Они назначались на командно-начальствующие должности в восточные подразделения Вермахта, сформированные за предыдущие месяцы из советских военнопленных для охраны войскового тыла и борьбы с партизанамиii, а также использовавшиеся в боях с частями Красной армии. На парижском Восточном вокзале добровольцев провожали сотни соотечественниковiii. Многие участники Белого движения, находившиеся в оккупированной Европе, восприняли эту новость с одобрением, тем более что в Сербии продолжалась драматическая эпопея Русской Охранной Группы (Русского Корпуса) генерал-майора Бориса Штейфона, пополнявшейся эмигрантами не только из бывшей Королевской Югославии, но и Болгарииiv. «Известие о том, что русские офицеры допущены к действенной борьбе с большевизмом, меня чрезвычайно обрадовало»v, — писал в июне 1942 года генерал от кавалерии Петр Краснов на страницах «Парижского Вестника». Тем самым в ожесточенную борьбу Германии и Советского Союза привносился элемент гражданской войны, неизбывной с осени 1917 года и не закончившейся с отступлением Белых армий за пределы родины в 1919—1922 гг., о чем свидетельствуют публикуемые источники.
Машинописная копия первого письма из коллекции начальника РОВС, Генерального штаба генерал-лейтенанта Алексея Архангельского, хранящейся в Бахметьевском архиве Колумбийского университета (Columbia University Libraries, Rare book and Manuscript Library, Bakhmeteff Archive), была снята для оповещения чинов Союза с рукописного оригинала, принадлежавшего перу подполковника артиллерии Русской армии Проскуро-Сущинскогоvi. История его службы в Вермахте и демобилизации требует дальнейшего изучения.
Копия письма Г[осподина]на ПРОСКУРО-СУЩИНСКОГО.
14-го июня [1942]. Воскресенье.
Вот я приехал на место службыvii и сразу же попал в боевую обстановку. Живем в избе, позиция большевиков находится в двух километрах, часто строчит пулемет и под вечер летают советчики. Сейчас занимаем позицию в вершине мешка, направление на Волхов, с севера, востока и юга — красные, только на запад дорога в наших руках. Сплошных окопов нет, а стоим, так сказать, гарнизонами и выставляем караулы. В такой обстановке спим, не раздеваясь, с автоматами на 71 патронviii — лежит рядом, как милая женщина. Пулеметы находятся на крыше нашей избы. Сегодня отдыхаем, но была уже перестрелка. В пятницу двадцать человек под командой лейтенанта ПОЛУНИНАix (он уехал из Парижа 17-го мая со 2-ой группой) пошли в разведку. Через несколько часов прибежало назад 12 человек и доложили, что, выйдя из окопов, они пошли лесом и наткнулись на хорошо замаскированный бункер, их подпустили на 50 шагов и открыли пулеметный и орудийный огонь. Передние упали, и им с трудом удалось вынести только двух тяжело раненных (их сейчас же в авионеx отправили в госпиталь).

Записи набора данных

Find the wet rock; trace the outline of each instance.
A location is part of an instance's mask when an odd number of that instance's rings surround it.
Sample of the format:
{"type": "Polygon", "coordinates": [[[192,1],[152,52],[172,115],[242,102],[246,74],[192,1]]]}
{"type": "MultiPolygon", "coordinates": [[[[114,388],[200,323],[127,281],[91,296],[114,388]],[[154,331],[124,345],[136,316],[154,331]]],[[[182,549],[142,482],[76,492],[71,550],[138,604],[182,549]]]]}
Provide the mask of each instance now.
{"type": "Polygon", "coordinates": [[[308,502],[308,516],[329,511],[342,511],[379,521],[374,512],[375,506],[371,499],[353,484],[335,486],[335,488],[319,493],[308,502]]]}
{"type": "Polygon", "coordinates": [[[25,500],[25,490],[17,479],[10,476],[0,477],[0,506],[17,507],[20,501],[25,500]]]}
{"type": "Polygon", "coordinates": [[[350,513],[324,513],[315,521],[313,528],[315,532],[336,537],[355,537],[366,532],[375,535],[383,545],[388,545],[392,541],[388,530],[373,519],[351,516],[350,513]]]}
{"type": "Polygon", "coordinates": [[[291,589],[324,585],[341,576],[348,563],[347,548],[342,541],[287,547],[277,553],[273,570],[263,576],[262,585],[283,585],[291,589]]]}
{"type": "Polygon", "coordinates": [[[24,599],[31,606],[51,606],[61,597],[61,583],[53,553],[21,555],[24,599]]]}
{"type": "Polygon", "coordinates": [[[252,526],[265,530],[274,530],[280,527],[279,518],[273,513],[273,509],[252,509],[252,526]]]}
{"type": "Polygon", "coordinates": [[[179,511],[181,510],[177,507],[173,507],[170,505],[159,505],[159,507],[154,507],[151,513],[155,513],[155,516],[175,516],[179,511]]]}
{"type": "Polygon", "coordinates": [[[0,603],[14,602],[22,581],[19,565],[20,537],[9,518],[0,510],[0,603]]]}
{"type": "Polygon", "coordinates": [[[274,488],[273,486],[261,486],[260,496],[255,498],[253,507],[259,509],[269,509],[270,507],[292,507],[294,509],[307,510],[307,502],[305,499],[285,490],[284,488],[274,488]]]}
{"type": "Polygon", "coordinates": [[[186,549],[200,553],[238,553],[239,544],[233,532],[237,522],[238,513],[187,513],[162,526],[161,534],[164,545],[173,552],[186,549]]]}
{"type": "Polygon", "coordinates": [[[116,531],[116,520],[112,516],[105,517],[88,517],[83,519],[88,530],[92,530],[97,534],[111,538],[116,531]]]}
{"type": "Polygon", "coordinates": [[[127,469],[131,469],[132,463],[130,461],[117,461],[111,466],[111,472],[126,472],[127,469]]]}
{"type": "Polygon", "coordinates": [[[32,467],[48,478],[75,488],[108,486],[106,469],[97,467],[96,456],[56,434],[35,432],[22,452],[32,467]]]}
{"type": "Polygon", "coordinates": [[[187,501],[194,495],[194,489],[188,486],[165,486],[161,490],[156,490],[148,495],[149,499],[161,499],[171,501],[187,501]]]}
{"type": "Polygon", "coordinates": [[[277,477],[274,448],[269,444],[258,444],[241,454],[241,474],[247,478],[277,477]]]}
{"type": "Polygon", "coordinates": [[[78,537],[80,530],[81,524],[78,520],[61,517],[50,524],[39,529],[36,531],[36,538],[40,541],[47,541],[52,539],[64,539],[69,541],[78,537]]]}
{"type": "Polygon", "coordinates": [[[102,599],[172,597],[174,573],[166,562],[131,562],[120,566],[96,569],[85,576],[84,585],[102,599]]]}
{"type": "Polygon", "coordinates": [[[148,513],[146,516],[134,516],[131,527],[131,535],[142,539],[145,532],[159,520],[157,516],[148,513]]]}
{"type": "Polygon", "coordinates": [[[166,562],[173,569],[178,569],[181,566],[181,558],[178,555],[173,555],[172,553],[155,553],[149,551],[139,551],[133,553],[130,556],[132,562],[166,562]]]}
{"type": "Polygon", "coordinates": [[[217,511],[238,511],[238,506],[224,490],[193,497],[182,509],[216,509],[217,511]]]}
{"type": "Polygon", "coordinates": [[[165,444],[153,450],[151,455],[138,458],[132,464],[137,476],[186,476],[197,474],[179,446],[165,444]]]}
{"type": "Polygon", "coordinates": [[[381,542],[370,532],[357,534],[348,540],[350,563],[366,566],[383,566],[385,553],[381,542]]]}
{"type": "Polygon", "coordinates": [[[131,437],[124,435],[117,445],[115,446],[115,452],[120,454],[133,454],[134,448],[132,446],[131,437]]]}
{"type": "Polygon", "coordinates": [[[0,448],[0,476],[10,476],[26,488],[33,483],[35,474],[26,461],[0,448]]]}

Что сделать
1 > Ответьте на вопросы по статье:
(а) Когда и в каком издании Петр Краснов написал о том, что его обрадовало известие о допуске русских офицеров к борьбе с большевизмом?
(б) Где хранится коллекция начальника РОВС Алексея Архангельского?
(в) Сколько человек пошли в пятницу в разведку и сколько из них прибежало назад?
2 > Перепишите, пожалуйста, без изменений фрагмент статьи: начните со слов «Машинописная копия первого», остановитесь после слов «июня [1942]. Воскресенье.».

Решения
1 >
(а) В июне 1942 года, на страницах «Парижского Вестника».
(б) В Бахметьевском архиве Колумбийского университета.
(в) В разведку пошли двадцать человек, назад прибежало 12.

2 >
Машинописная копия первого письма из коллекции начальника РОВС, Генерального штаба генерал-лейтенанта Алексея Архангельского, хранящейся в Бахметьевском архиве Колумбийского университета (Columbia University Libraries, Rare book and Manuscript Library, Bakhmeteff Archive), была снята для оповещения чинов Союза с рукописного оригинала, принадлежавшего перу подполковника артиллерии Русской армии Проскуро-Сущинскогоvi. История его службы в Вермахте и демобилизации требует дальнейшего изучения.
Копия письма Г[осподина]на ПРОСКУРО-СУЩИНСКОГО.
14-го июня [1942]. Воскресенье.